- [SOURCE EXTRACT]
***

Wednesday, December 2, 2009

Is the call center industry on the cusp of a paradigm change?

Tim Montgomery, a leading call center consultant recently interviewed me for an article in Connections Magazine.


TM: I’ve been working in this industry for years and we keep trying to solve the same challenge – improving how the agents interact with customers. Is there something that all call centers share regarding this?

DA: Once you get past all the attempts to get the customer to self-serve through web self-help, on-line communities, IVRs, etc, every call center on the planet is struggling to reduce between agent variation. Some agents are empathetic, some can be downright surly. Some are very experienced; others are brand new and are not prepared. Some are hard to understand and some speak very clearly. Some are focused and listening while others are texting their friends during the call. Some are conscientious and try to do everything right and some are bored and frustrated and only do the required steps if they feel like it. Some are quick and some put you on hold numerous times. We all know this because we have all experienced it.

But these are not just anecdotal observations; there is research to back this up. A 2005 Harvard Business Review article titled "Manage Your Human Sigma" cited a study of 5,000 customer service agents, finding that the customer’s experience still depends almost entirely on the agent who takes the call. According to the study, based on post-contact interviews, the bottom ten percent of agents produced four negative encounters for every three positive ones -- that's almost a 60 percent defect rate. But perhaps even more disheartening, the top ten percent had a 14 percent defect rate. In other words, according to customers, one out of every seven encounters with the very best agents was negative.

TM: Why haven’t we made more progress on this front?

DA: The primary reason is that there is no sense of urgency about the relatively poor and always inconsistent levels of quality. CEOs don’t hold their call center leaders to the same standards they hold their manufacturing leaders to. If they did, I believe every call center leader would be summarily dismissed.

A kind of learned helplessness hangs around call centers. No one would tolerate it if the quality of their car depended on the plant it was built in. Yet, consumers, call center leaders, and every level of management tolerate the fact that the experience the customer has is a function of the agent who happens to pick up the phone. It is like seeing the long line at the post office and shrugging your shoulders; we have all become inured to poor call center service.

Related to this is what the money for capital improvement projects in call centers is really being spent on. Though no one really likes to admit it, I think we all know that the real focus in call centers is cost reduction. Some of the most popular initiatives over the last several years…off-shoring, VoIPing, online communities, agents handling multiple chats, speech-enabled IVRs…are all cost-reduction focused initiatives.

I have a friend who is a Director of Human Resources at a well known, hi-tech company. I asked him if the performance of the call centers is discussed during the business reviews. He said, “Yes, for about four minutes. The only question the SVPs ask is whether the managers will be able to keep the service costs down. They never ask about the level of CSAT or the Issue Resolution rates.”

***

- [GOAL A] Return the passage of the call center interview from "DA: The primary" to "be summarily dismissed.", word for word.
The rows have no connection to the call center interview.

***

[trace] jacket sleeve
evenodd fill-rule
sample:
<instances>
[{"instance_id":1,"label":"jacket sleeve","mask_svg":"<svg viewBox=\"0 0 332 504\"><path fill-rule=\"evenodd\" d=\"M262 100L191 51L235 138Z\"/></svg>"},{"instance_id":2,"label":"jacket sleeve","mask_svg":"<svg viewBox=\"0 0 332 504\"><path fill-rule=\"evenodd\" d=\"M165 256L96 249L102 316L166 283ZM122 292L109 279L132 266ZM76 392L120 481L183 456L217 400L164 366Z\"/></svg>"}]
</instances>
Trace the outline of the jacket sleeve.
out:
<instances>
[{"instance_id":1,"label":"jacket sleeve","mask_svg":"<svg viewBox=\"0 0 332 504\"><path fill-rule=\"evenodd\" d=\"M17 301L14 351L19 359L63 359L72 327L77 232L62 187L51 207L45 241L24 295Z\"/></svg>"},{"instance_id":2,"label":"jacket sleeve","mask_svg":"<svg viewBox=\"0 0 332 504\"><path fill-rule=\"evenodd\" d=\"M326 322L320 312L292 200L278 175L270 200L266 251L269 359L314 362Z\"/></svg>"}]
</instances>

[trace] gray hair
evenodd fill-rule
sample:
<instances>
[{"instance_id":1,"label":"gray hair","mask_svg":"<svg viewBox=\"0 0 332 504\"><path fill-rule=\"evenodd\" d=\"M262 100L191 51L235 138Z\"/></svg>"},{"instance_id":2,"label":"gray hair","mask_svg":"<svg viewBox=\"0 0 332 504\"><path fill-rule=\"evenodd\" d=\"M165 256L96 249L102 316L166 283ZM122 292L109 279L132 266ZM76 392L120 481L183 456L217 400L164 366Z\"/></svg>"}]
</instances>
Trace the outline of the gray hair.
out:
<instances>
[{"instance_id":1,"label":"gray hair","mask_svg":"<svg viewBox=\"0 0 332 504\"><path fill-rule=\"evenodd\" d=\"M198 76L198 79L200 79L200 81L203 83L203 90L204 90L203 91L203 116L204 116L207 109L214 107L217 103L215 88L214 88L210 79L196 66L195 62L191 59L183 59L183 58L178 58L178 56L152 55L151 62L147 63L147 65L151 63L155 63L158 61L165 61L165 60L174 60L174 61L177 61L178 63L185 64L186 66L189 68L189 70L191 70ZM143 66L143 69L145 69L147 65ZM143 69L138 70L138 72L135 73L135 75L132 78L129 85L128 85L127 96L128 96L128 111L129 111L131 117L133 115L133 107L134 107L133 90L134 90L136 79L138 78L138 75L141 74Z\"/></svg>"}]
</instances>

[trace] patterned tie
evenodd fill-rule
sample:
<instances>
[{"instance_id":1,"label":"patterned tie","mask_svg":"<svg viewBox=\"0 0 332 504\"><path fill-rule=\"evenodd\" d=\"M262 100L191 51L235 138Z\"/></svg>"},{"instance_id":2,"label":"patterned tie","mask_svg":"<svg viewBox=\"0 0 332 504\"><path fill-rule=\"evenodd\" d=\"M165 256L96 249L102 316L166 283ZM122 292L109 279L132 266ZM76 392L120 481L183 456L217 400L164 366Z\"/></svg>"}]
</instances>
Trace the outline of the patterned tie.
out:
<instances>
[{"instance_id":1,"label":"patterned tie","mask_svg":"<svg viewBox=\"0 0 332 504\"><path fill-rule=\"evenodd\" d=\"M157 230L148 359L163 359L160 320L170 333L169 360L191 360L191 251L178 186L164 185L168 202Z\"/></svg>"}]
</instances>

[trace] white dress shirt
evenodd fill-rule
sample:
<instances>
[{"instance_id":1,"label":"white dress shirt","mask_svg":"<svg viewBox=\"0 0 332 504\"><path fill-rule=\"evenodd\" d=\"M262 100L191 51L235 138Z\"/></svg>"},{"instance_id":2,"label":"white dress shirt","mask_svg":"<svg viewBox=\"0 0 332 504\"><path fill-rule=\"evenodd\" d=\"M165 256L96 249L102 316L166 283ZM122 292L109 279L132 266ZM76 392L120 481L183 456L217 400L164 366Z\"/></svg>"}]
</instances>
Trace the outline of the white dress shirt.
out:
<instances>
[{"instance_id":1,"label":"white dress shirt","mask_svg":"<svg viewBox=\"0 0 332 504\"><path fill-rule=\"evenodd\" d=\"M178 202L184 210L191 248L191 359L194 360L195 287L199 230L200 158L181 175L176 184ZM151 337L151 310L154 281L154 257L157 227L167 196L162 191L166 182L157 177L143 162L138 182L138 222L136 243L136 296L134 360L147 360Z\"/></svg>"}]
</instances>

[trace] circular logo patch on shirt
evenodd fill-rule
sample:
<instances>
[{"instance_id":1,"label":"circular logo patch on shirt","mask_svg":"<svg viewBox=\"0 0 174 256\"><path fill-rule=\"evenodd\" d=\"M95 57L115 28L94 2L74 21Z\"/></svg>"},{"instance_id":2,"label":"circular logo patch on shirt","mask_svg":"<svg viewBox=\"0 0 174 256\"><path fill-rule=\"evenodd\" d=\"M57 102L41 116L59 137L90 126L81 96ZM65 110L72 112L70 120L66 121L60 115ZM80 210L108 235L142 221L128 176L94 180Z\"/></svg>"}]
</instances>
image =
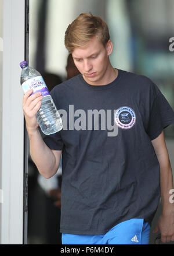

***

- [GOAL B] Rewrite the rows as a numbered list, from their first line to the line with "301L14 351L19 359L63", both included, leaving out blank lines.

- [CORRECT ANSWER A]
DA: The primary reason is that there is no sense of urgency about the relatively poor and always inconsistent levels of quality. CEOs don’t hold their call center leaders to the same standards they hold their manufacturing leaders to. If they did, I believe every call center leader would be summarily dismissed.

- [CORRECT ANSWER B]
1. [trace] jacket sleeve
2. evenodd fill-rule
3. sample:
4. <instances>
5. [{"instance_id":1,"label":"jacket sleeve","mask_svg":"<svg viewBox=\"0 0 332 504\"><path fill-rule=\"evenodd\" d=\"M262 100L191 51L235 138Z\"/></svg>"},{"instance_id":2,"label":"jacket sleeve","mask_svg":"<svg viewBox=\"0 0 332 504\"><path fill-rule=\"evenodd\" d=\"M165 256L96 249L102 316L166 283ZM122 292L109 279L132 266ZM76 392L120 481L183 456L217 400L164 366Z\"/></svg>"}]
6. </instances>
7. Trace the outline of the jacket sleeve.
8. out:
9. <instances>
10. [{"instance_id":1,"label":"jacket sleeve","mask_svg":"<svg viewBox=\"0 0 332 504\"><path fill-rule=\"evenodd\" d=\"M17 301L14 351L19 359L63 359L72 327L77 232L62 187L51 207L45 241L24 295Z\"/></svg>"},{"instance_id":2,"label":"jacket sleeve","mask_svg":"<svg viewBox=\"0 0 332 504\"><path fill-rule=\"evenodd\" d=\"M326 322L320 312L292 200L278 175L270 200L266 251L269 359L314 362Z\"/></svg>"}]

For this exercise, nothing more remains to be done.